> **PASSAGE**
*** Block opens ***
Yomiuri Giants – No. 42
- Pitcher
- Born: May 3, 1999 (age 27) Maracay, Venezuela
- Bats: RightThrows: Right

NPB debut
- April 11, 2026, for the Yomiuri Giants

NPB statistics (through August 18, 2026)
- Win–loss record: 0–1
- Earned run average: 2.79
- Strikeouts: 20

Teams
- Yomiuri Giants (2026–present);

= Bryan Mata =

Venezuelan baseball player (born 1999)

Bryan Eduardo Mata (born May 3, 1999) is a Venezuelan professional baseball pitcher for the Yomiuri Giants of Nippon Professional Baseball (NPB). Listed at 6 ft 3 in and 160 lb, he bats and throws right-handed.

==Career==
===Boston Red Sox===
Mata signed with the Boston Red Sox as an international free agent in January 2016 for a $25,000 signing bonus. He made his professional debut that summer for the Dominican Summer League Red Sox and spent all the whole season there, compiling a 4–4 record, a 2.80 ERA, and a 1.20 WHIP in 14 games started. In 2017, he played for the Single–A Greenville Drive where he posted a 5–6 record with a 3.74 ERA in 17 starts.

MLB.com ranked Mata as Boston's fourth best prospect going into the 2018 season. Playing for the High–A Salem Red Sox, Mata was the sole Boston prospect selected to the 2018 All-Star Futures Game, where he pitched an inning of scoreless relief, allowing one hit while walking one and striking out one. In 17 starts for Salem, Mata was 6–3 with a 3.50 ERA and a 1.61 WHIP.

Mata started the 2019 season with Salem, and was promoted to the Double-A Portland Sea Dogs on July 1. Overall with both teams during the season, Mata compiled a 7–7 record with 3.43 ERA and 111 strikeouts in 105 innings. After the 2020 minor league season was cancelled due to the COVID-19 pandemic, Mata was invited to participate in the Red Sox' fall instructional league. Following the 2020 season, Mata was ranked by Baseball America as the Red Sox' number four prospect.
*** Block closes ***
> **DATA TO EXAMINE**
*** Block opens ***
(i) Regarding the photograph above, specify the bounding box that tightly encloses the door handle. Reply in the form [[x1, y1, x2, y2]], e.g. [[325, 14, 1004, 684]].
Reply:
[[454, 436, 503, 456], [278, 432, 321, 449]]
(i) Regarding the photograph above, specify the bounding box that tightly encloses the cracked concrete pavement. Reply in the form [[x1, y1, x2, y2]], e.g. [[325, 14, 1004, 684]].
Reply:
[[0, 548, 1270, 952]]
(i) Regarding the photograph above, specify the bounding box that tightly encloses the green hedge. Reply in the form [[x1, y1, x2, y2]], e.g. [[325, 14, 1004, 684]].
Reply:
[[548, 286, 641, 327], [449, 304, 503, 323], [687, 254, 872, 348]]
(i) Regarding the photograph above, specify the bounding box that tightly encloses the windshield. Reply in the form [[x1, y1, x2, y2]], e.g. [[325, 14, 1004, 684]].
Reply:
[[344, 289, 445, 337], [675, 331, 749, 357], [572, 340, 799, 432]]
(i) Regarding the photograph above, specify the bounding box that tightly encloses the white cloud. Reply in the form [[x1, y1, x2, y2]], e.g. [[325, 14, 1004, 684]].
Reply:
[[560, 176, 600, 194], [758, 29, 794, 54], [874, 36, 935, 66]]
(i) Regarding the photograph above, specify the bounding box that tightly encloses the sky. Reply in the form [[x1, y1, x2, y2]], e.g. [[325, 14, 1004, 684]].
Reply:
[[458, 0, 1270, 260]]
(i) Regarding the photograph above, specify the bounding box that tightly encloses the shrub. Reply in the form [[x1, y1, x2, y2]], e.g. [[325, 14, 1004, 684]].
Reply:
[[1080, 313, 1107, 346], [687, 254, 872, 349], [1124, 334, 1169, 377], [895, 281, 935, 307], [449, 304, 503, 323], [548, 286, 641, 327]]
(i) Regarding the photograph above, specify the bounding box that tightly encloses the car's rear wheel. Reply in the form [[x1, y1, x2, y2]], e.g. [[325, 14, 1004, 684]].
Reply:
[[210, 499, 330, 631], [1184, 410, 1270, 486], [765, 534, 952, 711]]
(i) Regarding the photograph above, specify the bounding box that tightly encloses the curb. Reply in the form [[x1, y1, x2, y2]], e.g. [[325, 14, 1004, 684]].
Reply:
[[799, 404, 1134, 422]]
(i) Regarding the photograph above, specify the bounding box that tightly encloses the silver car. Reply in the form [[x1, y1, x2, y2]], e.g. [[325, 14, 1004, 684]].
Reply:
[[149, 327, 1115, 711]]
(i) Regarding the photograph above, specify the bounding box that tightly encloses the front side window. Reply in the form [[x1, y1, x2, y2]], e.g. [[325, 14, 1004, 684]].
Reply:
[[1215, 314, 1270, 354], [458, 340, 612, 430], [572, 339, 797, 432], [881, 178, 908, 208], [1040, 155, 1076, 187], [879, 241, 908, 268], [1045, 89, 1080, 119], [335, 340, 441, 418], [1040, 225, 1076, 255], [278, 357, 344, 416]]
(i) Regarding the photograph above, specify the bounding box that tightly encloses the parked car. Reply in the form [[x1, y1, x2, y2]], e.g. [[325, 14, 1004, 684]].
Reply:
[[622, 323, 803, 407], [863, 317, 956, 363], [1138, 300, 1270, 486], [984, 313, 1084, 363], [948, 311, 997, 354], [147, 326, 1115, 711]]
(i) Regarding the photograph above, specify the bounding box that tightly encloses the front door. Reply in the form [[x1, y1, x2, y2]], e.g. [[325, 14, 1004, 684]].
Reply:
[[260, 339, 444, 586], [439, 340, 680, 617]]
*** Block closes ***
> **ACTIVITY 1**
Answer these questions using the Bryan Mata profile:
(a) In what city was Mata born?
(b) How large was his signing bonus with the Boston Red Sox?
(c) On what date was he promoted to the Double-A Portland Sea Dogs?
> **ACTIVITY 2**
Extract everything in the Bryan Mata profile from "Venezuelan baseball player" down to "and throws right-handed.", copying it word for word.
The rows are separate material and have no connection to the Bryan Mata profile.

> **PROBLEM SOLUTION 1**
(a) Maracay, Venezuela
(b) $25,000
(c) July 1 (2019)

> **PROBLEM SOLUTION 2**
Venezuelan baseball player (born 1999)

Bryan Eduardo Mata (born May 3, 1999) is a Venezuelan professional baseball pitcher for the Yomiuri Giants of Nippon Professional Baseball (NPB). Listed at 6 ft 3 in and 160 lb, he bats and throws right-handed.